-- PAGE EXTRACT start --

The Bridge version of the library has no support for custom JsonConverters, though, so we may appear to be a bit stuck.. if it weren't for the fact that Bridge has some low-level tricks that we can use to our advantage.
In order to allow C# code to be written that interacts with JavaScript libraries, Bridge has a few escape hatches for the type system that we can use in a careful manner. For example, I could rewrite the Bridge version of NonBlankTrimmedString to look like this:
public class NonBlankTrimmedString
{
protected NonBlankTrimmedString() { }
/// <summary>
/// This will never be null, blank or have any leading or trailing whitespace
/// </summary>
public extern string Value { [Template("{this}")] get; }
/// <summary>
/// Create a NonBlankTrimmedString instance by explicitly casting a string
/// </summary>
public static explicit operator NonBlankTrimmedString(string value)
{
if (value == null)
return null;
value = value.Trim();
if (value == "")
throw new ArgumentException("Can not cast from a blank or whitespace-only string");
return Script.Write<NonBlankTrimmedString>("value");
}
/// <summary>
/// It's convenient to be able to pass a NonBlankTrimmedString instance as any argument
/// that requires a string
/// </summary>
[Template("{value}")]
public extern static implicit operator string(NonBlankTrimmedString value);
}
This changes things up a bit. Now there is no public constructor and the only way to get a NonBlankTrimmedString instance from a plain string is to explicitly cast to it - eg.
var x = (NonBlankTrimmedString)"hi!";
If the source string is blank or whitespace-only then attempting to cast it to a NonBlankTrimmedString will result in an exception being thrown.
What's interesting about this class is that it exists only to provide type information to the C# compiler - there will never be an instance of NonBlankTrimmedString alive runtime in JavaScript. The reason for this is that the explicit cast performs some validation but then, at runtime, returns the string instance directly back; it doesn't wrap it in an instance of a NonBlankTrimmedString class. Similarly, when the "Value" property is requested in C# code, this is translated into JS as a direct reference to "this" (which we know is a plain string). This is sounding complicated as I write this, so let me try to make it clear with an example!
The following C# code:
// Start with a plain string
var source = "Hi!";
// Create a NonBlankTrimmed by explicitly casting the string
var x = (NonBlankTrimmedString)source;
// Write the value of the NonBlankTrimmedString to the console
Console.WriteLine(x.Value);
.. is translated into this JS:
// Start with a plain string
var source = "Hi!";
// Create a NonBlankTrimmed by explicitly casting the string
var x = Demo.NonBlankTrimmedString.op_Explicit(source);
// Write the value of the NonBlankTrimmedString to the console
System.Console.WriteLine(x);
The reference "x" in the JS runtime is actually just a string (and so the C# "x.Value" is translated into simply "x") and the explicit operator (the method call "Demo.NonBlankTrimmedString.op_Explicit") performs some validation but then (if the validation passes) returns the string right back but claims (for the benefit of the C# compiler and type system) that it is now a NonBlankTrimmedString.

-- PAGE EXTRACT end --
-- MATERIAL start --

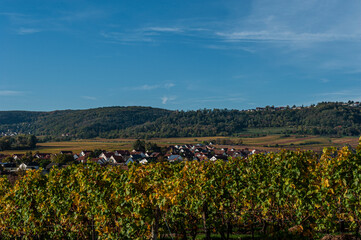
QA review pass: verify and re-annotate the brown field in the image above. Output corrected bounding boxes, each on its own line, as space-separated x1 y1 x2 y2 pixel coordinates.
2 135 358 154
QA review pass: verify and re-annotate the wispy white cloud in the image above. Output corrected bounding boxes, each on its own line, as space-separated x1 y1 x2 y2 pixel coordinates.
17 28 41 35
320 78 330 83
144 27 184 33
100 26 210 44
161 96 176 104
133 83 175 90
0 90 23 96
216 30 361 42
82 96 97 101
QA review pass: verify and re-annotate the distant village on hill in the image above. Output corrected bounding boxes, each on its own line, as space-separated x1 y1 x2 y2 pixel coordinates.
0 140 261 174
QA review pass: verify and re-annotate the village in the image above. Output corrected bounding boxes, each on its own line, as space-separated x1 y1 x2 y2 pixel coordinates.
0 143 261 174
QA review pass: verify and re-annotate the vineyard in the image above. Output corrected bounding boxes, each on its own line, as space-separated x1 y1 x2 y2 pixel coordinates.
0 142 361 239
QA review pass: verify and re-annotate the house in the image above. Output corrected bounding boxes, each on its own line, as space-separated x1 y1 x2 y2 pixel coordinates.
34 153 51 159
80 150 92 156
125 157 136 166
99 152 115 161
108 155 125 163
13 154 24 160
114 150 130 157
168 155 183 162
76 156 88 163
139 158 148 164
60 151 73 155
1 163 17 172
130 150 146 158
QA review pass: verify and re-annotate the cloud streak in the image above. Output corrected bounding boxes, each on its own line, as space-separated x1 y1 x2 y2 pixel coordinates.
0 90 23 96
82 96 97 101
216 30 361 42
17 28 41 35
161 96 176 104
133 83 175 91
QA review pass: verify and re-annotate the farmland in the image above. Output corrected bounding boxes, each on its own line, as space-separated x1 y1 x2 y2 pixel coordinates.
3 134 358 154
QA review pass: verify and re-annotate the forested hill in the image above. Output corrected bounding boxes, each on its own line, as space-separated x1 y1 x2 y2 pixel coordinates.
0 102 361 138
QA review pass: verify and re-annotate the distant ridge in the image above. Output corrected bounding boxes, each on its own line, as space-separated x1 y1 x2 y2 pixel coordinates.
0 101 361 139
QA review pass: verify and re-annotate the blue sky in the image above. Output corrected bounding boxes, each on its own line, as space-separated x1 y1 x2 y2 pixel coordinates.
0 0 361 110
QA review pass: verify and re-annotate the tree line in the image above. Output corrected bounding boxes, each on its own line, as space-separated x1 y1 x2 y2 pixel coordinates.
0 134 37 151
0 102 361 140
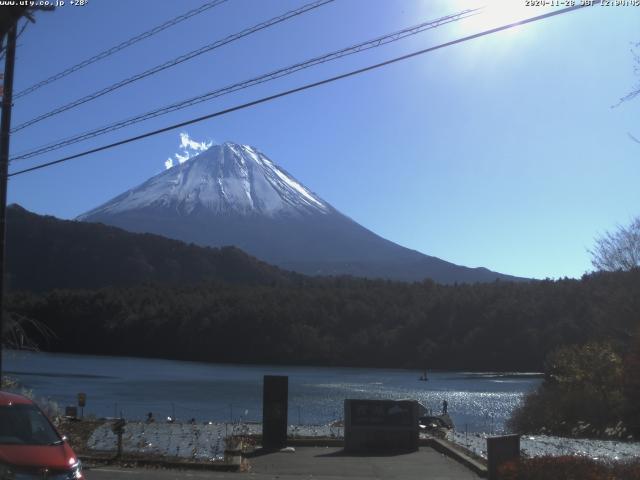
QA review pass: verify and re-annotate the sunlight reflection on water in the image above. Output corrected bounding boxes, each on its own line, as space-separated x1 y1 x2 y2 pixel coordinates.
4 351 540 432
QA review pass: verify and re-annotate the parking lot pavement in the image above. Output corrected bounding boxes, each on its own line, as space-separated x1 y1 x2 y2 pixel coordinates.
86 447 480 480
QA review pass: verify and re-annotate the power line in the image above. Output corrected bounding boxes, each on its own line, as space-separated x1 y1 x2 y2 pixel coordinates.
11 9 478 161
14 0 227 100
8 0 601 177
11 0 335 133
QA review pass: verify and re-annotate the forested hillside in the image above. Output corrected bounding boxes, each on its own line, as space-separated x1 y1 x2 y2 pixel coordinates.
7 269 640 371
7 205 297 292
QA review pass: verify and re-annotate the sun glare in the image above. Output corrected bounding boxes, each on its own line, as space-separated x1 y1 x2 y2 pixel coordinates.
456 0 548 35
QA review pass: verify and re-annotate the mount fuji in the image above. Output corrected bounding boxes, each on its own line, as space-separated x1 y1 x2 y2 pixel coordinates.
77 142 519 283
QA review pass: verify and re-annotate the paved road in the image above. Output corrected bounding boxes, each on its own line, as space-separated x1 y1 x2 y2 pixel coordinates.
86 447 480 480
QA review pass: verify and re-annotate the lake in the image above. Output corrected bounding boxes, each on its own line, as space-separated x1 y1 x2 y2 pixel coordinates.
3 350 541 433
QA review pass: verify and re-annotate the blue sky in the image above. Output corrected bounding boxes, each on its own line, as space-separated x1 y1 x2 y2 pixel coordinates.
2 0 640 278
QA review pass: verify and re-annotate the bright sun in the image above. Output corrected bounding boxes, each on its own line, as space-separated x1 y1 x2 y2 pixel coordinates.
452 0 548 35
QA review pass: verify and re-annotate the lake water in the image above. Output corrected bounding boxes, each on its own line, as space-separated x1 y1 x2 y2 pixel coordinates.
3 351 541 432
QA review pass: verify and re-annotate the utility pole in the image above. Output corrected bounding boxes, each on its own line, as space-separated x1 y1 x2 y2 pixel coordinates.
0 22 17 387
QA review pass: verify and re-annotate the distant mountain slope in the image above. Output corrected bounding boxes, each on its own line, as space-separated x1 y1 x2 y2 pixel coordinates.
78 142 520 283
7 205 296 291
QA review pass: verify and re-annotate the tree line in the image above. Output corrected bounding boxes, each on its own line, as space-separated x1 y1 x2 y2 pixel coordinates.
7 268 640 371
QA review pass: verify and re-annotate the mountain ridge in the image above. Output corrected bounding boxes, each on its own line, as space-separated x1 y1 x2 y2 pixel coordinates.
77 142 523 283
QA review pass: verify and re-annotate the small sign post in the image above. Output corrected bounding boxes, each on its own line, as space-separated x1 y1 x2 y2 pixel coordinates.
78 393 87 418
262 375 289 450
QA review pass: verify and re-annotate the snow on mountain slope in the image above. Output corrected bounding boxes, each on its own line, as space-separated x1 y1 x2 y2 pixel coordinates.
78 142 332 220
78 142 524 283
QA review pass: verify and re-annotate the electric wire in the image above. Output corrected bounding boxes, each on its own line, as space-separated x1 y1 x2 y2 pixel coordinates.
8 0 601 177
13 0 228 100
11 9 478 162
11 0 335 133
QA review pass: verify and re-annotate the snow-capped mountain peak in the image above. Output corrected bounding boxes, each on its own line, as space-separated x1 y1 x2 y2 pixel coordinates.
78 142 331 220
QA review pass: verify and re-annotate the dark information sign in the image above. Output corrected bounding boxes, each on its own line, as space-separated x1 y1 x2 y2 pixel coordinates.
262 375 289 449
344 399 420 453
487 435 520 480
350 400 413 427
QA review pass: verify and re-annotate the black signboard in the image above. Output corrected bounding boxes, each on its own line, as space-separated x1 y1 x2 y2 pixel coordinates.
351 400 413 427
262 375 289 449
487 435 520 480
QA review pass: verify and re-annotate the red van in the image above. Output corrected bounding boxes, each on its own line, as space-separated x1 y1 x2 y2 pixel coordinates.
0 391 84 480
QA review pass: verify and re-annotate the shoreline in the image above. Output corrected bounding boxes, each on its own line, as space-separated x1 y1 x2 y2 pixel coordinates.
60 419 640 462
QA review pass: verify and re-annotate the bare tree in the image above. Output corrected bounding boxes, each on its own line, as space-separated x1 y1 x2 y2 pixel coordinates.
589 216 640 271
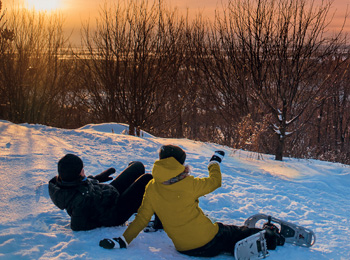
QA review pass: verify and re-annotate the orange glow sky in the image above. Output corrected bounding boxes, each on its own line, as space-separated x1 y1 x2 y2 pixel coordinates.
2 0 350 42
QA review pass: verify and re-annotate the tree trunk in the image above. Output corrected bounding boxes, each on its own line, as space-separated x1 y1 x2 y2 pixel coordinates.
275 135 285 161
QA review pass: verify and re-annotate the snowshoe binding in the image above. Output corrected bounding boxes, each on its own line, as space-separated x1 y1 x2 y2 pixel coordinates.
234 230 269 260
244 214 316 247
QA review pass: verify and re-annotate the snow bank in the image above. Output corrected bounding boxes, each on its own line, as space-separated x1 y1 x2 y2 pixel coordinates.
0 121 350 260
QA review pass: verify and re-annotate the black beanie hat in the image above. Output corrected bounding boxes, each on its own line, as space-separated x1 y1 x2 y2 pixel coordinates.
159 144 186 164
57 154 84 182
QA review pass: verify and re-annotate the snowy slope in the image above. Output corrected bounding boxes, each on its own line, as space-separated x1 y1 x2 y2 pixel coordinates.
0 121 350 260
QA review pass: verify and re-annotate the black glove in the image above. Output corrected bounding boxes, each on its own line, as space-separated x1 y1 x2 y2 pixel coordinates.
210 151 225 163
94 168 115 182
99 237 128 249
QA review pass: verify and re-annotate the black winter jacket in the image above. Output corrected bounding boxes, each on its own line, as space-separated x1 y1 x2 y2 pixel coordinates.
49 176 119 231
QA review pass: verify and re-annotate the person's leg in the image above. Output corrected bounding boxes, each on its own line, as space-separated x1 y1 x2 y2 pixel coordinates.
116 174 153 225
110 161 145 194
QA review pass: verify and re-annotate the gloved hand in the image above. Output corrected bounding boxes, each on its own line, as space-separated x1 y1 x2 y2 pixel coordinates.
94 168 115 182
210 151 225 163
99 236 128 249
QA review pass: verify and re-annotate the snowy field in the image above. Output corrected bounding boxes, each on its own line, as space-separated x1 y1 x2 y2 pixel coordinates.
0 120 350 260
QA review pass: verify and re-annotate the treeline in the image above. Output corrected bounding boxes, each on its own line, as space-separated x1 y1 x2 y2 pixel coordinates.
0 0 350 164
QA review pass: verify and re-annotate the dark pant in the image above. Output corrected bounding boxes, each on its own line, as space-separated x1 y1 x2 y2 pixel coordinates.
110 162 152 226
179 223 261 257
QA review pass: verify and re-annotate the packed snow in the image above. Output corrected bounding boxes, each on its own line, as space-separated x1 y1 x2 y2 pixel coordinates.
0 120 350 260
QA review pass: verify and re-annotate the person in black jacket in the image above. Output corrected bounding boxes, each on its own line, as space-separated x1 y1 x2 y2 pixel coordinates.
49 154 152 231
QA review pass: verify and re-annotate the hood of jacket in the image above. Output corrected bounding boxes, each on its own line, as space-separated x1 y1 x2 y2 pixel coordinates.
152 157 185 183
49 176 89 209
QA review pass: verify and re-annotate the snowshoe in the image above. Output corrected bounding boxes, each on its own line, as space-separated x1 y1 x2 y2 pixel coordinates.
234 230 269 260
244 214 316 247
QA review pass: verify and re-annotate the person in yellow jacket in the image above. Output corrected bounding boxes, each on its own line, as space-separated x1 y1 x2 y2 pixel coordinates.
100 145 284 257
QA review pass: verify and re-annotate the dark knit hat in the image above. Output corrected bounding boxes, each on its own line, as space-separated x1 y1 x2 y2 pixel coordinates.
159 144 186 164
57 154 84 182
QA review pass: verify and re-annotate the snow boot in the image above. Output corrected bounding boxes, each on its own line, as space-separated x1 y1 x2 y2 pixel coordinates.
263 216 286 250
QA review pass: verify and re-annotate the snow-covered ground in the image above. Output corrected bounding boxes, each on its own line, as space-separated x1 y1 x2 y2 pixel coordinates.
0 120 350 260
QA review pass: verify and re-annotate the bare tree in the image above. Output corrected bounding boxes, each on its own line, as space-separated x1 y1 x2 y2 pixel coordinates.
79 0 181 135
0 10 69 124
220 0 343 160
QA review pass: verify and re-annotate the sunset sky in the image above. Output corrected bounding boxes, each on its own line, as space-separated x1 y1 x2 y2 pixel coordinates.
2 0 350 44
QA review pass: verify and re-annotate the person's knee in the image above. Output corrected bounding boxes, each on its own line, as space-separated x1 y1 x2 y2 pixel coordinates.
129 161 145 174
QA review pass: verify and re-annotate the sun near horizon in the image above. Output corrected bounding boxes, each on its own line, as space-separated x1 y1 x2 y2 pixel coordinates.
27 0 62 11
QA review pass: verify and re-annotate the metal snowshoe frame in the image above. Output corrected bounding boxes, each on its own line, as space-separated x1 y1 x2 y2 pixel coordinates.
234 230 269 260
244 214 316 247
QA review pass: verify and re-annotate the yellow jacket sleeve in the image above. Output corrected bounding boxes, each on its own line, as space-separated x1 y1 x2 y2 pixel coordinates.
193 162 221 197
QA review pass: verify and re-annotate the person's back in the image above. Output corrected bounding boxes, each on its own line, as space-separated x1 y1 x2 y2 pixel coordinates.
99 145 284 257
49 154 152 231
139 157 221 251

-- MATERIAL end --

> **INSTRUCTIONS**:
**1.** How would the paragraph beginning "What's interesting about this class" in the page extract read as a short list that keeps its main facts?
**2.** Can you rewrite the part of the page extract that begins at the words "In order to" and stops after "operator NonBlankTrimmedString(string value)", replacing "escape hatches" with "workarounds"?
**3.** Continue the page extract on Bridge and NonBlankTrimmedString from the point where it stops.

> **OUTPUTS FOR THE TASKS**:
**1.**
- NonBlankTrimmedString exists only to give type information to the C# compiler. No instance of it ever lives at runtime in JavaScript.
- The explicit cast performs some validation. At runtime it then returns the string instance directly instead of wrapping it in a NonBlankTrimmedString instance.
- When C# code requests the "Value" property, it is translated into JS as a direct reference to "this", which is a plain string.

**2.**
In order to allow C# code to be written that interacts with JavaScript libraries, Bridge has a few workarounds for the type system that we can use in a careful manner. For example, I could rewrite the Bridge version of NonBlankTrimmedString to look like this:
public class NonBlankTrimmedString
{
protected NonBlankTrimmedString() { }
/// <summary>
/// This will never be null, blank or have any leading or trailing whitespace
/// </summary>
public extern string Value { [Template("{this}")] get; }
/// <summary>
/// Create a NonBlankTrimmedString instance by explicitly casting a string
/// </summary>
public static explicit operator NonBlankTrimmedString(string value)

**3.**
This has a couple of benefits - now, plain string values that appear in JSON can be deserialised into NonBlankTrimmedString instances by Bridge (while the Bridge version of Json.NET doesn't support type converters, it does support deserialising types using implicit or explicit operators - so, here, it would see a string in the JSON and see that the target type was a NonBlankTrimmedString and it would use NonBlankTrimmedString's explicit operator to instantiate the target type), so the JSON returned from the server can be cleaner. And it means that the JS runtime doesn't have to actually create instances of NonBlankTrimmedString to wrap those strings up in, which makes the life of the garbage collector easier (again, may be important if you have API responses that need to return 1000s of NonBlankTrimmedString).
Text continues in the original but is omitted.